▶ **DATA FOR PROCESSING**
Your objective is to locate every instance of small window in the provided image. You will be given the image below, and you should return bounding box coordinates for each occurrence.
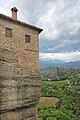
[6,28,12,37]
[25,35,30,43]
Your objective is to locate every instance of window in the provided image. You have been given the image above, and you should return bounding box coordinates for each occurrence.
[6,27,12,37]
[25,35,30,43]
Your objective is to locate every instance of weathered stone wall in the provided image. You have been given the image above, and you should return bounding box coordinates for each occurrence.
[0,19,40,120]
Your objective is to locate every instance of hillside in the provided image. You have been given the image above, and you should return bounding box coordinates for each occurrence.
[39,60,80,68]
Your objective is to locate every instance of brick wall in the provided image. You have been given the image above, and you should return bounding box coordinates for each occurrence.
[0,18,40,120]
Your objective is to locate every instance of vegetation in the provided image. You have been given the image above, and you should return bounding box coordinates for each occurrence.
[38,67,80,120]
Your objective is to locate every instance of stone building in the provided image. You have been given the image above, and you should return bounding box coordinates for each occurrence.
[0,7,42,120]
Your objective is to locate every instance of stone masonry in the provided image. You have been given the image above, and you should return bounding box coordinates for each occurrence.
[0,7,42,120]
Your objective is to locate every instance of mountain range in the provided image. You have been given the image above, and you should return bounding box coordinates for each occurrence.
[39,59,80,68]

---

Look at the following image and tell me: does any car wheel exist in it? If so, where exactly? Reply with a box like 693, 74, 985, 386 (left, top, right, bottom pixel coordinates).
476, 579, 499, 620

▶ **WHAT TO WORK ON**
Reproduce the material word for word from the line with "Your objective is to locate every instance of small" up to and including the line with "[39,60,80,68]". Leave the picture out of your copy.

▶ **SOLUTION TO THE PROBLEM**
Your objective is to locate every instance of small window in the provided image. You will be given the image below, and you should return bounding box coordinates for each occurrence.
[6,28,12,37]
[25,35,30,43]
Your objective is to locate every instance of window in the provided image. You have been given the image above, and you should return bounding box coordinates for each occurrence.
[6,27,12,37]
[25,35,30,43]
Your objective is to locate every instance of weathered stone wall in the provided image. You have been given the image above, and you should return bounding box coordinates for each occurrence.
[0,19,40,120]
Your objective is to locate every instance of hillside in the provided image. You have been given the image above, and you should return bounding box coordinates for each occurrence.
[39,60,80,68]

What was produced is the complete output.